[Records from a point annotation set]
▶
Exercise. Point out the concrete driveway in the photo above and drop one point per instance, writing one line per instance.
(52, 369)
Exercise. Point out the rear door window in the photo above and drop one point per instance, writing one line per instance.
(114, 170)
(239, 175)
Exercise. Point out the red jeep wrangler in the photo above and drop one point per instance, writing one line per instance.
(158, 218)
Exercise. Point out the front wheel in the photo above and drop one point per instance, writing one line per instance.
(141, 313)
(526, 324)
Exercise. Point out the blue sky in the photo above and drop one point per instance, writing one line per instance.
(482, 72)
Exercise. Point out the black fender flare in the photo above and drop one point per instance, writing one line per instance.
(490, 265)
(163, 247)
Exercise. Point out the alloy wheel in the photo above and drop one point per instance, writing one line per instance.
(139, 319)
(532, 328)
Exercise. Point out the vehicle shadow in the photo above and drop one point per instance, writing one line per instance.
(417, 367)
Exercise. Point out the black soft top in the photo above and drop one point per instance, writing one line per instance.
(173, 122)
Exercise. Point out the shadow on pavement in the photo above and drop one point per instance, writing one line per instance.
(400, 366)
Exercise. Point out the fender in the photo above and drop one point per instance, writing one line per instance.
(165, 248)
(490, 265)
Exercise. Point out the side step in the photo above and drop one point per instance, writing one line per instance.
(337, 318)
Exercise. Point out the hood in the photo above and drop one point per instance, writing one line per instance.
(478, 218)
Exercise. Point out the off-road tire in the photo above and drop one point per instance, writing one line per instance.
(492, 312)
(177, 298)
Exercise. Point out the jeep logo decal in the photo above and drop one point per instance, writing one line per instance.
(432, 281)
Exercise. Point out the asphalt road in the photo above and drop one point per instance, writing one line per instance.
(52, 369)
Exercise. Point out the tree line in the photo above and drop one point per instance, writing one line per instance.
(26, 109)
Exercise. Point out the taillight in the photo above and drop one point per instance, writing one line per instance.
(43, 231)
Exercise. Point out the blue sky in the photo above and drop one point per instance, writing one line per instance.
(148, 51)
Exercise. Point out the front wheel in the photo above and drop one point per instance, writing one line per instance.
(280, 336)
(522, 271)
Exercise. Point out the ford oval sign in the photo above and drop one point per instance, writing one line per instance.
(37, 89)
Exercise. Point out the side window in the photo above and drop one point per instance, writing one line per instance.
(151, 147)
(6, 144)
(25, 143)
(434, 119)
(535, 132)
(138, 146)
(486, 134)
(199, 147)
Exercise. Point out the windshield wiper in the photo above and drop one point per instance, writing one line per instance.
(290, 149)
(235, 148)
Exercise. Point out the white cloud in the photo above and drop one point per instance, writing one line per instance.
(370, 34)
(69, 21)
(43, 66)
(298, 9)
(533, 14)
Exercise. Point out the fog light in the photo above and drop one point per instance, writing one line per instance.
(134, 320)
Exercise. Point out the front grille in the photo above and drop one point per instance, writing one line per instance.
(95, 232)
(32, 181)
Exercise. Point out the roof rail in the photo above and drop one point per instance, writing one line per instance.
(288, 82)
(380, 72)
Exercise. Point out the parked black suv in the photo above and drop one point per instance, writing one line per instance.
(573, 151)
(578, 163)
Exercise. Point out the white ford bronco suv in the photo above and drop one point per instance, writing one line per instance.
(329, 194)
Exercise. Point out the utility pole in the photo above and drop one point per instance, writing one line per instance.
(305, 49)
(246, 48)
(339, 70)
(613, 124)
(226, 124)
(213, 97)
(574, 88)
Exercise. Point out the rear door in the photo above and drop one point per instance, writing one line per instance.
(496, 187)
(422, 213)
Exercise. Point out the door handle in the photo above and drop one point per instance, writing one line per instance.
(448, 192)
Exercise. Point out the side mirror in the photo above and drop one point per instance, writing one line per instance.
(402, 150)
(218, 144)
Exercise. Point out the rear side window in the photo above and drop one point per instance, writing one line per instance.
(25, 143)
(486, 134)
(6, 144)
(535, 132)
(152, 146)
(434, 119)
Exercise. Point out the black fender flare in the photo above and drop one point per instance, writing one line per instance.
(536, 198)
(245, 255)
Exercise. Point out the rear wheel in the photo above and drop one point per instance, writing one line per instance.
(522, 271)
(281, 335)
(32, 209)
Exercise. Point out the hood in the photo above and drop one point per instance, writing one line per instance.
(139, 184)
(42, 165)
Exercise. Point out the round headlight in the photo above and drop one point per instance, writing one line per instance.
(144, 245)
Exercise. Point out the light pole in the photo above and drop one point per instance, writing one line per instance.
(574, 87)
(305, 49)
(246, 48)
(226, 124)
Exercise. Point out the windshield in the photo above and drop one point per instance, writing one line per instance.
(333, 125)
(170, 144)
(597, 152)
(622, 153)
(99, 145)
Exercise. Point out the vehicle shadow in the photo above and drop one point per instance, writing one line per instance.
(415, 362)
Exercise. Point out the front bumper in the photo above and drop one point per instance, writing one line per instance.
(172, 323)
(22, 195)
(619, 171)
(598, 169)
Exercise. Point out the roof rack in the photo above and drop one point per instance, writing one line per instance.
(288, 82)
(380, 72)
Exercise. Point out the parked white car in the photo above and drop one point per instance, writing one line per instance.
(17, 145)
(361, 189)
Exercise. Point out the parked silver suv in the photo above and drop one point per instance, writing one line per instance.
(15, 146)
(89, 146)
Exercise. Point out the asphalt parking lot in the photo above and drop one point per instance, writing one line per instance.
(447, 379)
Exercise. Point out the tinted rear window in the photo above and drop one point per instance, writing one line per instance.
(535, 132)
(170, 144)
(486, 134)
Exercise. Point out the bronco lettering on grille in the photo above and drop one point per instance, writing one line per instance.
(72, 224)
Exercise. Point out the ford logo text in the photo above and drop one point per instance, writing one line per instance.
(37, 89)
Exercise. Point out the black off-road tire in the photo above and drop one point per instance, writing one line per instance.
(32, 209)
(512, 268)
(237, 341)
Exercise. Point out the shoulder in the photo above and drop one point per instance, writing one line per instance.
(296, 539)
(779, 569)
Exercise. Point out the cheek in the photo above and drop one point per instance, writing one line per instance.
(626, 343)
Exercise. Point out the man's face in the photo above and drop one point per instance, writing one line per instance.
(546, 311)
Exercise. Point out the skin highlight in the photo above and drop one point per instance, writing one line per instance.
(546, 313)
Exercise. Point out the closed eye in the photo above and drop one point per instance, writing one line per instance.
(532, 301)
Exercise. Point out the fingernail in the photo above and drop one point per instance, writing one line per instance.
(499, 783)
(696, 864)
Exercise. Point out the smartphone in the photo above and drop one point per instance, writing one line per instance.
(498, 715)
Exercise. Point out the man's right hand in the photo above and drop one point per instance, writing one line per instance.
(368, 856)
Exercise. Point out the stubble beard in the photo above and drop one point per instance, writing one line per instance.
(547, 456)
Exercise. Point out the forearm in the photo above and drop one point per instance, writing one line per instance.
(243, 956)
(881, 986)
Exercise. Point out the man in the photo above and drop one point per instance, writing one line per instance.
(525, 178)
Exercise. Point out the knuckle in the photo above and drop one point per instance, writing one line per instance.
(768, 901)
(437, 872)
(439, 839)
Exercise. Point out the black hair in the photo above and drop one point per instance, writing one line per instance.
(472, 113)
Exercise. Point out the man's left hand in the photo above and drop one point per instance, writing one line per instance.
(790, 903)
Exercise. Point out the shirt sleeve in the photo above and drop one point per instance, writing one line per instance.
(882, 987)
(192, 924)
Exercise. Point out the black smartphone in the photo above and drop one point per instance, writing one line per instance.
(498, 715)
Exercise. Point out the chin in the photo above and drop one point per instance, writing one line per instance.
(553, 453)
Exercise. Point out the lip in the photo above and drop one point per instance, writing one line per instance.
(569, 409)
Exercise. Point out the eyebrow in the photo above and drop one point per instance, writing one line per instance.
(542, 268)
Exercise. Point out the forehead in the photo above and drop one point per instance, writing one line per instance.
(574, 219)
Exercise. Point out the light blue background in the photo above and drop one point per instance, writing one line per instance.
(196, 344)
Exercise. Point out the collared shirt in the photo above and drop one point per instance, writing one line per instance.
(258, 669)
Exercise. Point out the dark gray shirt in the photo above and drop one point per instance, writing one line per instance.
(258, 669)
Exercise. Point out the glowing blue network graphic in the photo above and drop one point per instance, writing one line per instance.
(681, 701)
◀
Recast the stretch from the line containing "Exercise. Point out the collared" through the end of the records as a JSON list of strings, with one string for each line and any blank lines left out.

[
  "Exercise. Point out the collared shirt in the photo above and drop one point per instance, writing one line per instance.",
  "(258, 669)",
  "Exercise. Point out the dark gray shirt in the photo above and drop one point per instance, writing one line per instance.",
  "(258, 669)",
  "Exercise. Point out the glowing blue network graphic in the photo above and drop one point per instance, writing one line per instance.",
  "(681, 701)"
]